Your instructions » Please copy, character for character, each line from the beginning of the listing to the line containing "Report the location of each instance of the leaf", including both.
________________________
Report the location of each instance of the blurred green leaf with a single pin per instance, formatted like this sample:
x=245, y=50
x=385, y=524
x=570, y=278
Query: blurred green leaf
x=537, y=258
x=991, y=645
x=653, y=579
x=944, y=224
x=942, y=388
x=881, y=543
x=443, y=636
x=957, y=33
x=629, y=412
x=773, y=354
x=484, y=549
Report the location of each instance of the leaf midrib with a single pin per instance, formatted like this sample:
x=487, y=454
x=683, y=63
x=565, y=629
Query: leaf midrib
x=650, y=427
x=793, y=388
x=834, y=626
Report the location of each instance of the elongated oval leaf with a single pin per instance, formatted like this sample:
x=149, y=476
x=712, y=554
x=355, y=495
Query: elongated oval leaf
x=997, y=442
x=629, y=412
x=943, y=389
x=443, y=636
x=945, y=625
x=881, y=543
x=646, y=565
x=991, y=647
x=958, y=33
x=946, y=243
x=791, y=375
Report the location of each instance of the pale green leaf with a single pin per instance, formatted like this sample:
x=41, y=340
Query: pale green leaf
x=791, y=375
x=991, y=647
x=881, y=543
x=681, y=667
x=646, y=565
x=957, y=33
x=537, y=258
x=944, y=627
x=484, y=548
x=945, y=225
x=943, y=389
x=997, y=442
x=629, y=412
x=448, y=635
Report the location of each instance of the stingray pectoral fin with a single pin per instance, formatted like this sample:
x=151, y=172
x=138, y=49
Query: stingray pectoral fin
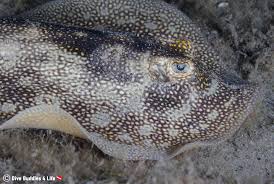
x=46, y=117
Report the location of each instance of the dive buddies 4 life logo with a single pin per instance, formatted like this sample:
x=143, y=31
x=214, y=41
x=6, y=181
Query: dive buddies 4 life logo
x=9, y=178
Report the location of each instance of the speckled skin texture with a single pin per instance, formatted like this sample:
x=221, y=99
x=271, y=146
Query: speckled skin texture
x=144, y=18
x=124, y=92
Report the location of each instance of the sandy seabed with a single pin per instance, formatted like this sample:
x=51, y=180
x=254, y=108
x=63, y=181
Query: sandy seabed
x=242, y=32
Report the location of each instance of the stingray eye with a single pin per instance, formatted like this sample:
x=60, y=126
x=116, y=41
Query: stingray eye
x=180, y=67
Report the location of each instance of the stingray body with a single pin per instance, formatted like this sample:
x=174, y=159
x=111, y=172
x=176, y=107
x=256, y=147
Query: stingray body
x=143, y=18
x=134, y=99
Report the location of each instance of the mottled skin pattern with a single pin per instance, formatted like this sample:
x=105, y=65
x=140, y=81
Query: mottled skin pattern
x=144, y=18
x=134, y=99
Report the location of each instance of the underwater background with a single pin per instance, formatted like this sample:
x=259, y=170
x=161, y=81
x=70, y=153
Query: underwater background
x=242, y=32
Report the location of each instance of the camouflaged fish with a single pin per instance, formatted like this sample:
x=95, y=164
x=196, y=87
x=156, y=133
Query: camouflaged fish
x=143, y=18
x=133, y=98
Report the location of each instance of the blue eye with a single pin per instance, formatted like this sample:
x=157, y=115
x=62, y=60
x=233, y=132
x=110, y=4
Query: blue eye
x=180, y=67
________________________
Task result »
Report the location of each instance of the blurred green leaf with a single pin per instance, formatted like this sample:
x=245, y=50
x=385, y=524
x=570, y=278
Query: blurred green leaf
x=537, y=258
x=991, y=645
x=653, y=579
x=944, y=224
x=942, y=388
x=881, y=543
x=443, y=636
x=957, y=33
x=629, y=412
x=773, y=354
x=484, y=549
Report the location of each instance of the leaf midrib with a single pin per instance, formatted like this sample:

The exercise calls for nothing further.